Copy the following lines verbatim, beginning with the line containing "Kindly segment every instance of the white backdrop." and continuing through the line containing "[[[256,256],[256,6],[191,12],[186,28],[236,256]]]", with both of those lines included.

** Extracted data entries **
........

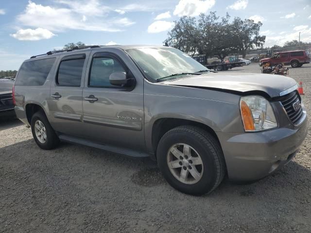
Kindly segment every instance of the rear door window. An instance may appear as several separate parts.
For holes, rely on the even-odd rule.
[[[62,86],[80,86],[85,55],[63,59],[60,63],[56,82]]]
[[[15,85],[43,85],[55,60],[54,57],[24,63],[18,72]]]
[[[288,58],[288,52],[285,52],[284,53],[281,53],[281,57],[282,58]]]
[[[291,52],[291,56],[292,57],[298,57],[300,56],[303,56],[303,51]]]

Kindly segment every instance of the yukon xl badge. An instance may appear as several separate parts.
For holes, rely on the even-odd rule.
[[[293,108],[294,108],[294,110],[295,111],[295,112],[296,112],[299,109],[301,105],[301,104],[300,104],[300,101],[299,100],[297,100],[294,102],[294,103],[293,104]]]

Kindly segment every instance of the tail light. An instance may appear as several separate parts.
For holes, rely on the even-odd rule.
[[[13,104],[16,105],[16,101],[15,100],[15,85],[13,85],[13,87],[12,88],[12,98],[13,100]]]

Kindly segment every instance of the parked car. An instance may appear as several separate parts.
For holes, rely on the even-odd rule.
[[[13,98],[42,149],[61,140],[149,156],[173,187],[200,195],[226,174],[259,179],[292,160],[307,133],[297,87],[212,72],[172,48],[94,46],[25,61]]]
[[[271,66],[275,66],[284,63],[284,65],[291,65],[292,67],[295,68],[301,67],[303,64],[310,63],[310,62],[311,55],[309,51],[297,50],[277,52],[271,57],[260,60],[259,65],[269,63]]]
[[[0,79],[0,117],[15,115],[12,96],[14,84],[10,79]]]
[[[259,59],[259,58],[258,56],[254,56],[250,57],[248,60],[249,60],[251,62],[258,62]]]
[[[251,61],[249,60],[246,60],[244,58],[239,58],[239,61],[242,62],[243,65],[247,65],[251,64]]]

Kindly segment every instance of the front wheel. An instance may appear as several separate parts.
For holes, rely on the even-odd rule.
[[[59,143],[58,137],[43,112],[34,114],[31,118],[31,131],[35,141],[42,149],[52,149]]]
[[[166,133],[159,142],[157,158],[168,183],[189,194],[211,192],[225,173],[219,143],[211,134],[196,127],[180,126]]]

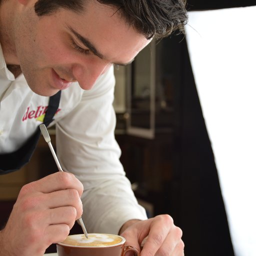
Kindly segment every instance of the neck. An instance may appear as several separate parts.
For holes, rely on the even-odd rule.
[[[6,64],[18,64],[13,40],[16,8],[13,1],[0,1],[0,44],[4,60]]]

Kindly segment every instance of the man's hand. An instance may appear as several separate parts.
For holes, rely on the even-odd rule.
[[[42,256],[64,240],[82,214],[83,189],[73,174],[62,172],[23,186],[0,232],[0,256]]]
[[[142,246],[140,256],[184,256],[182,230],[174,224],[168,215],[159,215],[146,220],[130,220],[122,226],[120,233],[127,244],[138,249]]]

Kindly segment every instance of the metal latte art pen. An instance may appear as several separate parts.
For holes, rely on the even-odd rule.
[[[52,152],[52,154],[54,160],[55,160],[56,164],[57,164],[57,166],[58,168],[58,170],[60,172],[63,172],[63,170],[62,169],[62,167],[60,166],[60,162],[58,162],[58,158],[57,158],[57,156],[56,156],[56,154],[55,154],[55,152],[54,151],[54,148],[52,148],[52,143],[50,143],[50,136],[49,135],[49,134],[48,133],[48,131],[47,130],[46,126],[44,124],[40,124],[40,126],[39,126],[40,128],[40,130],[41,130],[42,134],[44,136],[44,140],[46,140],[46,142],[48,144],[48,145],[49,146],[49,148],[50,148],[50,151]],[[78,220],[77,220],[77,221],[78,221],[79,222],[79,224],[80,224],[80,225],[81,226],[82,228],[82,231],[84,231],[84,236],[86,236],[86,238],[88,238],[88,234],[87,234],[87,231],[86,230],[86,227],[84,226],[84,222],[82,222],[82,218],[80,217]]]

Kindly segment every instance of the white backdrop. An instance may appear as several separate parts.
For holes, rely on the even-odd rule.
[[[256,256],[256,6],[191,12],[186,28],[236,256]]]

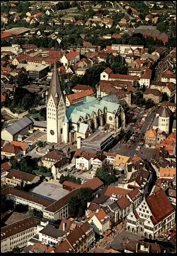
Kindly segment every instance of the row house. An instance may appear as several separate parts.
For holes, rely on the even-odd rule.
[[[159,103],[162,100],[162,93],[158,90],[148,89],[143,94],[145,100],[151,99],[156,103]]]
[[[161,82],[176,84],[176,75],[172,72],[164,72],[161,76]]]
[[[79,60],[79,52],[72,52],[67,54],[64,53],[63,56],[61,58],[60,62],[67,70],[69,66],[76,65]]]
[[[95,88],[90,86],[78,84],[72,89],[72,92],[73,92],[74,93],[79,93],[80,92],[83,92],[84,91],[86,91],[88,89],[92,89],[93,90],[94,90]]]
[[[27,245],[28,240],[34,236],[40,219],[30,217],[1,228],[1,252],[12,252]]]
[[[94,195],[99,193],[103,187],[103,183],[98,178],[91,179],[80,186],[80,188],[90,187]],[[54,202],[43,210],[43,217],[53,221],[67,219],[69,216],[69,201],[71,197],[75,196],[78,189],[71,191],[69,194]]]
[[[52,252],[87,252],[95,243],[95,232],[87,221],[77,226]]]
[[[58,229],[53,225],[49,224],[48,220],[42,219],[37,226],[35,236],[28,240],[27,246],[31,248],[38,243],[46,245],[49,245],[51,247],[58,245],[64,241],[69,234],[65,231]],[[24,249],[23,251],[25,251],[25,249]],[[52,248],[52,250],[53,250],[53,248]]]
[[[154,239],[175,224],[175,209],[165,191],[160,188],[145,197],[127,217],[127,229]]]
[[[12,187],[22,184],[25,186],[26,184],[36,183],[39,180],[39,176],[12,169],[10,166],[8,169],[4,168],[3,164],[1,166],[1,181],[6,185]]]
[[[51,168],[53,164],[67,157],[66,155],[57,150],[54,150],[51,152],[46,152],[41,159],[41,164],[43,166]]]
[[[100,74],[100,80],[107,81],[119,80],[121,81],[130,81],[131,83],[135,81],[138,81],[140,84],[141,88],[144,84],[146,88],[149,88],[152,71],[150,69],[146,69],[141,74],[140,77],[136,75],[119,75],[112,74],[110,69],[106,69]]]
[[[45,199],[15,187],[8,187],[5,188],[1,191],[1,194],[6,196],[7,200],[14,202],[15,204],[22,204],[28,205],[30,208],[39,211],[42,211],[53,203],[53,200],[52,199]]]

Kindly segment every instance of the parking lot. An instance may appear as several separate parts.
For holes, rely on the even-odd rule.
[[[154,150],[145,148],[144,146],[141,147],[140,151],[136,151],[136,149],[138,146],[139,140],[143,136],[143,134],[147,132],[148,126],[149,127],[149,129],[150,129],[150,125],[152,123],[152,119],[154,116],[154,113],[156,113],[156,110],[157,109],[154,108],[147,117],[144,123],[142,125],[141,131],[138,132],[139,133],[138,137],[137,138],[135,143],[132,145],[129,148],[125,147],[125,146],[127,144],[125,142],[124,144],[118,143],[114,147],[113,147],[110,152],[113,153],[119,154],[120,155],[124,155],[125,156],[129,156],[130,157],[134,157],[135,154],[137,153],[140,156],[140,157],[142,157],[144,159],[147,158],[148,160],[150,160],[152,156],[153,153],[154,152]],[[139,114],[137,116],[137,119],[138,120],[143,116],[143,113]],[[129,130],[132,131],[133,127],[135,127],[136,124],[138,124],[138,123],[139,122],[137,121],[134,125],[130,125],[129,124],[126,130]],[[135,132],[136,132],[136,131],[135,131]]]
[[[105,249],[108,249],[109,246],[111,246],[112,249],[122,252],[125,244],[129,240],[138,241],[142,239],[143,239],[143,237],[140,234],[130,233],[128,231],[122,231],[115,237],[113,241]]]
[[[62,185],[58,181],[53,182],[43,181],[40,185],[30,191],[46,198],[59,200],[69,193],[69,191],[62,188]]]

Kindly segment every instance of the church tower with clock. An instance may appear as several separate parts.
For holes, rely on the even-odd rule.
[[[56,63],[46,97],[47,141],[62,143],[63,141],[63,122],[65,115],[65,105]]]

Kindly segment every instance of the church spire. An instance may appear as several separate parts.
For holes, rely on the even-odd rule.
[[[55,101],[58,101],[60,98],[61,94],[63,95],[60,87],[60,79],[56,62],[54,63],[53,72],[48,94],[49,97],[50,95],[52,94]],[[56,95],[58,96],[58,97],[56,97]]]
[[[98,99],[100,100],[101,99],[101,89],[100,89],[100,84],[99,85],[98,87]]]

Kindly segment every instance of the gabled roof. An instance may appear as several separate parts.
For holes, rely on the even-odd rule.
[[[52,95],[54,100],[57,102],[62,95],[64,99],[63,94],[60,87],[59,74],[57,68],[56,62],[54,63],[53,74],[51,78],[50,86],[48,92],[48,97]]]
[[[21,150],[25,151],[27,147],[28,147],[28,145],[26,142],[20,142],[19,141],[12,141],[11,142],[11,144],[19,147]]]
[[[1,150],[2,152],[6,153],[11,153],[16,154],[17,152],[20,152],[20,149],[18,146],[12,144],[6,144]]]
[[[30,124],[33,123],[32,121],[28,118],[27,117],[25,116],[21,119],[19,120],[15,123],[14,123],[11,125],[6,128],[6,131],[8,132],[12,135],[15,135],[18,133],[20,131],[24,129]]]
[[[147,197],[146,201],[152,213],[151,218],[154,225],[175,212],[173,206],[162,188]]]
[[[69,102],[72,104],[74,103],[75,101],[77,101],[79,100],[81,100],[87,96],[95,96],[95,93],[92,89],[88,89],[86,91],[83,91],[82,92],[79,92],[78,93],[76,93],[73,94],[70,94],[67,95],[67,98]]]
[[[157,133],[155,130],[150,129],[149,131],[148,131],[145,134],[145,138],[153,138],[156,139],[157,138]]]
[[[163,108],[161,112],[159,114],[159,116],[161,117],[169,117],[171,114],[170,110],[167,108]]]

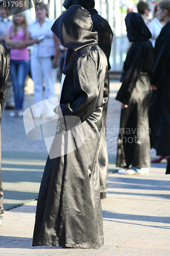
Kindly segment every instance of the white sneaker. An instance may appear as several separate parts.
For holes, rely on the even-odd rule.
[[[15,116],[16,116],[16,113],[15,112],[11,112],[9,115],[10,117],[15,117]]]
[[[150,170],[150,168],[149,167],[138,168],[136,167],[132,166],[131,168],[136,172],[137,174],[141,174],[141,175],[143,175],[144,174],[148,174]]]
[[[19,117],[21,117],[22,116],[23,116],[23,112],[22,111],[18,112],[17,114]]]
[[[132,169],[120,169],[118,170],[118,172],[120,174],[128,174],[129,175],[136,174],[136,172],[134,170],[132,170]]]

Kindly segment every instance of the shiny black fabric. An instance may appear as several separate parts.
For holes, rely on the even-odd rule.
[[[136,36],[127,53],[121,77],[122,85],[116,97],[128,105],[121,112],[116,166],[128,167],[132,164],[140,168],[150,166],[148,112],[151,92],[149,74],[153,68],[154,51],[149,39],[140,40],[140,40],[137,40],[140,26],[135,24],[136,15],[129,14],[127,16],[131,17],[129,21],[131,24],[128,24],[128,35],[129,29],[133,28],[134,31],[136,29]],[[140,18],[140,22],[143,23]]]
[[[80,6],[70,8],[65,13],[70,14],[71,10],[73,19],[77,20],[77,9],[72,12],[75,8],[82,11],[80,18],[84,18],[86,14]],[[65,17],[62,14],[59,22],[55,22],[53,31],[62,29]],[[87,19],[86,23],[90,24],[90,17]],[[72,23],[70,30],[70,24],[67,26],[68,31],[76,32],[76,25]],[[88,32],[84,30],[86,38]],[[63,38],[62,32],[59,35]],[[70,34],[68,36],[70,38]],[[70,46],[76,38],[72,39]],[[97,152],[102,126],[107,59],[97,45],[91,45],[90,38],[89,45],[83,48],[81,45],[65,68],[61,111],[58,111],[59,116],[80,118],[85,142],[64,156],[53,159],[48,157],[38,196],[33,246],[98,248],[103,244]],[[62,123],[57,133],[62,133],[62,137],[56,146],[69,146]]]
[[[170,154],[169,154],[169,155]],[[167,162],[165,174],[170,174],[170,158]]]
[[[0,41],[0,123],[2,112],[3,109],[6,95],[7,81],[9,72],[10,57],[8,51],[2,42]],[[1,176],[1,136],[0,125],[0,214],[4,213],[3,208],[3,190]]]
[[[88,10],[94,7],[94,0],[65,0],[63,4],[64,7],[67,10],[71,5],[80,5],[84,8]]]
[[[153,92],[150,110],[151,147],[157,155],[170,152],[170,23],[162,28],[155,48],[155,61],[151,84]]]
[[[109,70],[111,68],[109,63],[109,56],[113,34],[107,20],[100,15],[94,8],[92,8],[92,2],[91,0],[66,0],[63,5],[66,9],[67,9],[73,4],[79,4],[86,9],[90,13],[93,22],[93,29],[98,33],[98,45],[104,51],[107,57],[108,65],[108,69]],[[68,49],[67,51],[64,67],[65,67],[69,63],[73,51],[71,50]],[[108,100],[109,95],[109,77],[108,74],[106,77],[105,88],[106,89],[105,91],[106,93],[104,95],[105,104],[103,107],[103,126],[98,150],[101,192],[106,192],[107,187],[108,157],[106,141],[106,128]]]
[[[147,41],[152,37],[141,16],[137,12],[130,12],[125,18],[127,36],[130,42]]]
[[[60,38],[63,46],[77,51],[84,46],[98,43],[98,33],[91,31],[93,23],[87,10],[80,9],[78,5],[72,6],[68,12],[62,15],[56,19],[51,29]],[[73,16],[76,17],[74,19]],[[57,29],[58,27],[60,30]]]

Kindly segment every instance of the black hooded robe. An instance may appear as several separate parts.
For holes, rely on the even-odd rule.
[[[33,246],[98,248],[103,244],[96,166],[107,62],[92,27],[90,13],[80,6],[70,7],[52,27],[63,46],[76,51],[64,71],[59,115],[64,120],[67,116],[80,118],[85,142],[72,152],[48,157],[38,196]],[[63,121],[58,125],[62,139],[56,147],[66,148],[69,144],[64,124]]]
[[[116,166],[149,167],[148,112],[151,93],[149,75],[154,57],[149,40],[151,34],[138,13],[128,14],[125,22],[128,37],[134,42],[127,53],[122,75],[122,85],[116,98],[128,106],[121,112]]]
[[[9,72],[10,57],[9,52],[2,41],[0,41],[0,122],[6,96],[7,81]],[[3,189],[1,176],[1,137],[0,125],[0,215],[4,213]]]
[[[151,146],[157,154],[170,153],[170,23],[162,29],[155,48],[151,84],[158,88],[152,94],[149,112]]]
[[[94,0],[65,0],[63,6],[67,9],[72,5],[80,5],[89,12],[93,22],[93,29],[98,33],[98,45],[105,53],[108,65],[108,70],[110,69],[109,56],[111,52],[112,42],[113,39],[113,32],[106,19],[100,15],[98,11],[93,8],[94,6]],[[69,61],[70,56],[72,52],[69,49],[67,51],[65,61],[66,65]],[[98,150],[98,163],[100,174],[100,191],[101,198],[106,197],[105,194],[107,187],[107,174],[108,167],[108,157],[107,153],[106,131],[107,111],[109,95],[109,77],[107,77],[105,80],[105,88],[106,94],[105,97],[107,98],[106,104],[103,107],[102,115],[102,131],[101,140]]]

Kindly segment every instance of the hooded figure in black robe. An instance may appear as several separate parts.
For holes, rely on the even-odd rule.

........

** Solution for this exercise **
Kindly segment every instance of the white backdrop. An instance may appear as several separate parts.
For holes, rely on the even-odd rule.
[[[256,256],[256,6],[191,12],[186,28],[236,256]]]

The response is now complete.